**Supplied passage**:
Sand isolith map of net sand of Hammam Faraun Member from all the wells

Variable thicknesses of the Kareem Formation were recorded over the study area may be due to unconformity/erosional surface, which is composed of two members, the Markha and Shagar Members. The Shagar Member is composed mainly of shale with minor sand strikes. The Markha is composed of sandstone with shale and streaks of anhydrite. The sandstone thickness of the Markha Member in the southern part of the area is about 60 m (Fig. 6).

Figure 6
figure 6

Sand isolith map of net sand of Markha Member from all the wells

The Upper Rudies is composed mainly of shale and sandstone. Sandstones and shales of the Upper Rudeis Member extended over the entire area laterally with thickness variations with 70 m average thickness, ranging from 30 to 120 m thick due to structuration during the deposition that is related to the Kareem–Rudeis unconformity (Okeil et al., 2019). In the southern part of the study area, sandstone thickness reaches about 30 m, according to the sand-isolith map (Fig. 7). The correlation results are in agreement with those of Okeil et al. (2019).

**Source data**:
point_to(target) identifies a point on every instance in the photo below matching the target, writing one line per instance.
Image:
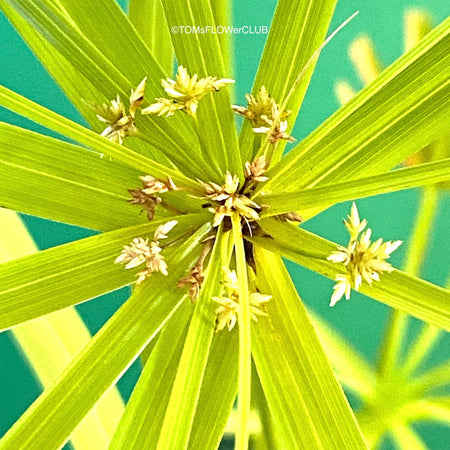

**Problems**:
[A] Answer these questions from the geology passage:
(i) Which two members make up the Kareem Formation?
(ii) What is the average thickness of the sandstones and shales of the Upper Rudeis Member?
(iii) About how thick is the Markha Member's sandstone in the southern part of the area?
[B] For each statement, say whether it agrees with the geology passage, and quote the words that decide it.
(i) The Shagar Member is composed mainly of sandstone.
(ii) The Upper Rudeis Member ranges from 30 to 120 m thick.
(iii) The correlation results disagree with those of Okeil et al. (2019).
The material has no connection to the geology passage.

**Answers to the exercise**:
[A]
(i) The Markha and Shagar Members
(ii) 70 m
(iii) About 60 m

[B]
(i) No: "The Shagar Member is composed mainly of shale"
(ii) Yes: "ranging from 30 to 120 m thick"
(iii) No: "The correlation results are in agreement with those of Okeil et al. (2019)."